■ Consignes ■
Reproduisez intégralement les entrées allant de la ligne qui contient « tree bole, each » jusqu'à la fin des entrées, bornes comprises, en conservant le texte de chaque ligne. Remettez à l'échelle les coordonnées des points en les multipliant par 0,85 et en arrondissant à l'entier, les moitiés étant arrondies vers le haut.

[Entrées de pointage]

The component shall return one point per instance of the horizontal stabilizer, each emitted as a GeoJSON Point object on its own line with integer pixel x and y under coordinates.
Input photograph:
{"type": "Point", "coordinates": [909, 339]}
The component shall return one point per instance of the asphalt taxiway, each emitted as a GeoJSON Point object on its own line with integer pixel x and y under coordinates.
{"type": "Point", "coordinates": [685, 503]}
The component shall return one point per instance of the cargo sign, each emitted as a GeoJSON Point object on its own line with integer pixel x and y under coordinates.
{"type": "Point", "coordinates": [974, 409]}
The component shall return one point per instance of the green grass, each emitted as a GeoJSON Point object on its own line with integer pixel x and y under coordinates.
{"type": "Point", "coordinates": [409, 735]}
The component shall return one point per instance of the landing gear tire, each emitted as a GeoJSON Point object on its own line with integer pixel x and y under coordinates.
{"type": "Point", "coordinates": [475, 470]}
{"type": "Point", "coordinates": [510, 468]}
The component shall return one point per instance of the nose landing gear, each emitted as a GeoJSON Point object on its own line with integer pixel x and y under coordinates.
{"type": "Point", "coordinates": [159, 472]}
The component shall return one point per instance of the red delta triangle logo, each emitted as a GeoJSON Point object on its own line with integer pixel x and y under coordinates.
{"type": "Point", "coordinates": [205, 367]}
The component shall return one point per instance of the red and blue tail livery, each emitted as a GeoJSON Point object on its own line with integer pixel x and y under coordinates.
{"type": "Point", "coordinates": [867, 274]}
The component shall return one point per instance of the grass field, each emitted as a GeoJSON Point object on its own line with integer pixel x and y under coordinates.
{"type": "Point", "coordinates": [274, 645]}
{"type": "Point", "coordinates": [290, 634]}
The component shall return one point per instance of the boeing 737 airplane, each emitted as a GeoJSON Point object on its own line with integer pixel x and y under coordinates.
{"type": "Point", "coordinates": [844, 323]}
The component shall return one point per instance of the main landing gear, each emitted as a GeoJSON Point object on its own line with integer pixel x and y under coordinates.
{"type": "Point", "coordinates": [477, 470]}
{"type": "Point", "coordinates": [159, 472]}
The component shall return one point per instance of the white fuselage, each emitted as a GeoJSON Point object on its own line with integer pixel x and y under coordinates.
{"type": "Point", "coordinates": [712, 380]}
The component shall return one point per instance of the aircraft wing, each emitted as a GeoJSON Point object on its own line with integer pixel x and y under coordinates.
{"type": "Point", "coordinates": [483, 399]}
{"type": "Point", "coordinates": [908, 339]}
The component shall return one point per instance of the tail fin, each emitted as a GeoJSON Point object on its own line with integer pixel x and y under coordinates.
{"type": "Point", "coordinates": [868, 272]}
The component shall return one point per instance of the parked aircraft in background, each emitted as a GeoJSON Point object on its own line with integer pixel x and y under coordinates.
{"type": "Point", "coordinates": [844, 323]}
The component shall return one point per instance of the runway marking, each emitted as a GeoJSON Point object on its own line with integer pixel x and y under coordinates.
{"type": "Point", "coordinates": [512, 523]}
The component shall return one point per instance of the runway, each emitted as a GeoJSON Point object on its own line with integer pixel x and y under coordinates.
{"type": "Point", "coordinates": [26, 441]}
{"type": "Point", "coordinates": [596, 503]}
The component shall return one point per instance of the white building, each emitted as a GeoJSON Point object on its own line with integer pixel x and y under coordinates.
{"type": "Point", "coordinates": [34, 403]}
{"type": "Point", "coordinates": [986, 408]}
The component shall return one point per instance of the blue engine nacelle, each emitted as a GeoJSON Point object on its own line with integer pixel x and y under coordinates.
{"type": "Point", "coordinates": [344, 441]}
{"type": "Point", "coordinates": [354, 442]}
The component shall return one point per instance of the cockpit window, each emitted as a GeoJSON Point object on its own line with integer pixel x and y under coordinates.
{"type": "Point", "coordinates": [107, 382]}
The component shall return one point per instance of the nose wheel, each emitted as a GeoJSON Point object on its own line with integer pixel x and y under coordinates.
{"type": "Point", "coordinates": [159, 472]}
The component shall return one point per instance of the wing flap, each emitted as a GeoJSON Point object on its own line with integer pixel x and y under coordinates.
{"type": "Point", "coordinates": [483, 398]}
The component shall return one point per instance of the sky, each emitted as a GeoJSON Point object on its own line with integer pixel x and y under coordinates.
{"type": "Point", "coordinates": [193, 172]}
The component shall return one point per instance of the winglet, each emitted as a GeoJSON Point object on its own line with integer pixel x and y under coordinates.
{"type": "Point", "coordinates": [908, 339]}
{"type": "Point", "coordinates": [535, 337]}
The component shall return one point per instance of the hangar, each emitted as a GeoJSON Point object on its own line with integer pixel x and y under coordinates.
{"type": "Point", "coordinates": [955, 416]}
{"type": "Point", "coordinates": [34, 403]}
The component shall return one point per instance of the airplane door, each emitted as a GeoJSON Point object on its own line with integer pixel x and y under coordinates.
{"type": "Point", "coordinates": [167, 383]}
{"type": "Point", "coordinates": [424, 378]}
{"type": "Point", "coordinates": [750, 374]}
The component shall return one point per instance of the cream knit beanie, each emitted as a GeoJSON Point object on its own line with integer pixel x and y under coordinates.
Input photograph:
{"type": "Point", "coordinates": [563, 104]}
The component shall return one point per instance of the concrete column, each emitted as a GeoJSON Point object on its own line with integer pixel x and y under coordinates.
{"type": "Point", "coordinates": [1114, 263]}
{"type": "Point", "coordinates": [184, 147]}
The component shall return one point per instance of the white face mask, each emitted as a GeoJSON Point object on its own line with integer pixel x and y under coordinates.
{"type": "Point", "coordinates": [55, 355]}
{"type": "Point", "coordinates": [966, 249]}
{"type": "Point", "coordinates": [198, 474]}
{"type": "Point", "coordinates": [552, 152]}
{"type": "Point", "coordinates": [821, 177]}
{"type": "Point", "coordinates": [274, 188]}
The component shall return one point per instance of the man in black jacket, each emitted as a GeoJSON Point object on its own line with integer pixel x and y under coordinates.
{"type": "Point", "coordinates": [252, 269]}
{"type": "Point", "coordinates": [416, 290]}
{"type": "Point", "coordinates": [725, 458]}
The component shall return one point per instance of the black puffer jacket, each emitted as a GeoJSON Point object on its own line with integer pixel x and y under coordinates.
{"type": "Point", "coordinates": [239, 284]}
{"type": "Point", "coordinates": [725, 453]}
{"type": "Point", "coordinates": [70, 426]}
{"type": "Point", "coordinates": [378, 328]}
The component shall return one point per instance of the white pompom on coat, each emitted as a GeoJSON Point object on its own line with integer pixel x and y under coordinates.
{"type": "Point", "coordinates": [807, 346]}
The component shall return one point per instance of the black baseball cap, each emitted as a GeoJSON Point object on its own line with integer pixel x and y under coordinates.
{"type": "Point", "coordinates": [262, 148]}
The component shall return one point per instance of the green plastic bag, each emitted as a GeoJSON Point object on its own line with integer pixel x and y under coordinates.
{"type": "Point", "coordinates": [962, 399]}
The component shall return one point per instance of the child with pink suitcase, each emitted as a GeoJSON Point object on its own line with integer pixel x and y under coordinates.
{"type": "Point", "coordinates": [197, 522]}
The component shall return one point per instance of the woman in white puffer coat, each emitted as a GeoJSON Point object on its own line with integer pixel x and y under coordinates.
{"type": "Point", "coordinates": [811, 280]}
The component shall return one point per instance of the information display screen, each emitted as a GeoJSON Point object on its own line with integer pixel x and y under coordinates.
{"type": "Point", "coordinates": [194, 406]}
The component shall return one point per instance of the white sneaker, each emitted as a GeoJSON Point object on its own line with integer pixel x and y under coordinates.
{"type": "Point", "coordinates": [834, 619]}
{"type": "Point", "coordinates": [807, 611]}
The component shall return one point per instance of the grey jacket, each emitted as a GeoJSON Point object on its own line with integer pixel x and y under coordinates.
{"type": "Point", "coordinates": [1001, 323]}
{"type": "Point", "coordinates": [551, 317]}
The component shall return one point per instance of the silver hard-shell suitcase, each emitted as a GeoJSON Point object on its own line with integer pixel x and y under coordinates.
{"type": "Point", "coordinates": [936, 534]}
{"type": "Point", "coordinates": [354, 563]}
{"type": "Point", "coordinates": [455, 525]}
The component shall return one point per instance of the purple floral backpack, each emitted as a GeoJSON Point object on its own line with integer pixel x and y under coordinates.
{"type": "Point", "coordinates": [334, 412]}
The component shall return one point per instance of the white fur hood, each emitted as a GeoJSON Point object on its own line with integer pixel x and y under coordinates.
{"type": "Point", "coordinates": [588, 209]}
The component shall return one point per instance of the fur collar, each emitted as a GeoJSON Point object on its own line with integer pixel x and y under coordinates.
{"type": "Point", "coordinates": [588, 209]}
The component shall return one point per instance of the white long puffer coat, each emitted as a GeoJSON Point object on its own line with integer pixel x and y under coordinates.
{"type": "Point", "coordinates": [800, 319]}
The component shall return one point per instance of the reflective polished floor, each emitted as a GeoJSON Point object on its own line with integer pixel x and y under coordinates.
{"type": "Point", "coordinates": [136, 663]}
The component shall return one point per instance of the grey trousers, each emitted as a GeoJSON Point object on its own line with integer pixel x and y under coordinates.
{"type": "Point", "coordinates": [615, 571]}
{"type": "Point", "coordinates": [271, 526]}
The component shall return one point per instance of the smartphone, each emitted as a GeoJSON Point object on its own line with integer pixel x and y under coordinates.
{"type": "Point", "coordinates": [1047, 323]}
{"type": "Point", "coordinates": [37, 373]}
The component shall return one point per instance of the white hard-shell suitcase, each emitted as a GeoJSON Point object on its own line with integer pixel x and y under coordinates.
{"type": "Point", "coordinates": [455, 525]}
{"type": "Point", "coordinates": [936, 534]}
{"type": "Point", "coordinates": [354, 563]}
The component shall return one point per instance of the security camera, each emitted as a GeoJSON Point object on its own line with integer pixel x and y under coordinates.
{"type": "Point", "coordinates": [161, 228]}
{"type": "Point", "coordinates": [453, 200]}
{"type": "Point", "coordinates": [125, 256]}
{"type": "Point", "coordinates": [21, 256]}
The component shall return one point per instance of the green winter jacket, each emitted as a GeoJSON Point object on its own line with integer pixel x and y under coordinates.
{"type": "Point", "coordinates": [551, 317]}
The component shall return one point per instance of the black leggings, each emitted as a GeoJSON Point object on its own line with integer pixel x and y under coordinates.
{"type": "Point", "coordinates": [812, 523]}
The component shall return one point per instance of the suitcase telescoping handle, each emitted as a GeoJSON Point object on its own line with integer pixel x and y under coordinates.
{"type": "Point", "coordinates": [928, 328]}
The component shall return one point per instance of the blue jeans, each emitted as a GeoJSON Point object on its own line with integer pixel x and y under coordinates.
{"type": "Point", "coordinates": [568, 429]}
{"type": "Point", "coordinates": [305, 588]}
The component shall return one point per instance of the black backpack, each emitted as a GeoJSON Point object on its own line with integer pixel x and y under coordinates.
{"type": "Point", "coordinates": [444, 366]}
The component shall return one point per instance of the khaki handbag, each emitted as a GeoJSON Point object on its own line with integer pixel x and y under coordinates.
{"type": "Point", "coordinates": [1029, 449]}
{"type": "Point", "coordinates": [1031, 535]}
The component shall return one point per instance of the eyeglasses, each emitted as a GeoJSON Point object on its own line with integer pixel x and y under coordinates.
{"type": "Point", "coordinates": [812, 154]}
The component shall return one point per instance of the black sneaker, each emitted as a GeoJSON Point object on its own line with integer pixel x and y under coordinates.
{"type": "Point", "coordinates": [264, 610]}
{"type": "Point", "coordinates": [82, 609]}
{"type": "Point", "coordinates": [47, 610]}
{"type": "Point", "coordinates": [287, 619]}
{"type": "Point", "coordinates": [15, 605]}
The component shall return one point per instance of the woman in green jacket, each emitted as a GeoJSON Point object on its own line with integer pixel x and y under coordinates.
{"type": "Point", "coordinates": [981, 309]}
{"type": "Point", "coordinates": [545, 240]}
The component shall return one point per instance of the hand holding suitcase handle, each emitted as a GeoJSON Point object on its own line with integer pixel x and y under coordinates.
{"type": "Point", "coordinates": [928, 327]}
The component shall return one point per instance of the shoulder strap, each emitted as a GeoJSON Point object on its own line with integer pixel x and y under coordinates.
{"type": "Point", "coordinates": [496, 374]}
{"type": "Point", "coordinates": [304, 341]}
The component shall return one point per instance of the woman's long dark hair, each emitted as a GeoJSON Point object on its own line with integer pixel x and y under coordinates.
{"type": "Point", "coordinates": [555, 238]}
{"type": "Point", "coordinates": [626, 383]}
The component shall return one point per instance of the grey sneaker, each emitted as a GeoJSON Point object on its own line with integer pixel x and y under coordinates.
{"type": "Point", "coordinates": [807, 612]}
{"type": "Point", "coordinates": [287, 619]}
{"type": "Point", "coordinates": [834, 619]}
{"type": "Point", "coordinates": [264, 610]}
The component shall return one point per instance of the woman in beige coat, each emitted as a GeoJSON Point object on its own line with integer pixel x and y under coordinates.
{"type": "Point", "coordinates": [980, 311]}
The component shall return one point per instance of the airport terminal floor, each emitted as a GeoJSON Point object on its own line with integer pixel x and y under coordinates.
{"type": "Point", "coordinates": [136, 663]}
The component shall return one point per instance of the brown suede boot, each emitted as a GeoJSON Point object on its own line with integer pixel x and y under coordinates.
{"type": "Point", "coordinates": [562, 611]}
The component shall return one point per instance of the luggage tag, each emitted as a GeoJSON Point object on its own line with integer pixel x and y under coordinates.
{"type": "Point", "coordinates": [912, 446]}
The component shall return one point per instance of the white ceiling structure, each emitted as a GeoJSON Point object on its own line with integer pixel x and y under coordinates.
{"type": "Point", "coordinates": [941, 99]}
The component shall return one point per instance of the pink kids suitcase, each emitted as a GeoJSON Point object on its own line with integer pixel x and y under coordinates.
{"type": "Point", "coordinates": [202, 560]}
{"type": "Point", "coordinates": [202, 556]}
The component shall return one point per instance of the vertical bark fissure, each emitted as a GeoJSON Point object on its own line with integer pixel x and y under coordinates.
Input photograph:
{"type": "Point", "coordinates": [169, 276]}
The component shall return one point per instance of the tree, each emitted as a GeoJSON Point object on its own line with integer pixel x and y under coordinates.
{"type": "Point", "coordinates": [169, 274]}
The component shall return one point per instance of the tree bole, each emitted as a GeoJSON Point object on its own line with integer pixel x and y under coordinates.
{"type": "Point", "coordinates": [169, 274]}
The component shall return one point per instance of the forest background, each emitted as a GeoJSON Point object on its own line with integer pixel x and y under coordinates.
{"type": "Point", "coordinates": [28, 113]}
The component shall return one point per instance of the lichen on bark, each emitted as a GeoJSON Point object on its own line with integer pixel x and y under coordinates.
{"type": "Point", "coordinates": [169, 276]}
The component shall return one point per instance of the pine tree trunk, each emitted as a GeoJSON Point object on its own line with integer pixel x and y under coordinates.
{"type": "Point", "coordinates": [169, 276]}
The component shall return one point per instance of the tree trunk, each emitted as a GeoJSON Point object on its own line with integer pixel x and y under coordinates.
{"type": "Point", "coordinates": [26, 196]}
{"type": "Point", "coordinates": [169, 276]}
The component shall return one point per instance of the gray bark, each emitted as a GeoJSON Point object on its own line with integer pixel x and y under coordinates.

■ Réponse ■
The component shall return one point per instance of the tree bole, each emitted as a GeoJSON Point object on its own line with integer pixel x and y under coordinates.
{"type": "Point", "coordinates": [144, 233]}
The component shall return one point per instance of the forest background, each emitted as a GeoJSON Point object on its own line with integer pixel x and y under coordinates.
{"type": "Point", "coordinates": [24, 96]}
The component shall return one point per instance of the lichen on bark, each emitted as a GeoJSON Point object on its own line with integer pixel x and y under coordinates.
{"type": "Point", "coordinates": [144, 235]}
The component shall return one point per instance of the pine tree trunk, each emitted as a GeoJSON Point object on its own line with integer pixel x and y under coordinates.
{"type": "Point", "coordinates": [144, 235]}
The component shall return one point per instance of the tree trunk, each emitted as a GeoJSON Point object on its own line with integer pixel x and y under coordinates.
{"type": "Point", "coordinates": [22, 167]}
{"type": "Point", "coordinates": [144, 235]}
The component shall return one point per instance of the gray bark, each emitted as a GeoJSON Point object on its own line with integer pixel x and y under coordinates.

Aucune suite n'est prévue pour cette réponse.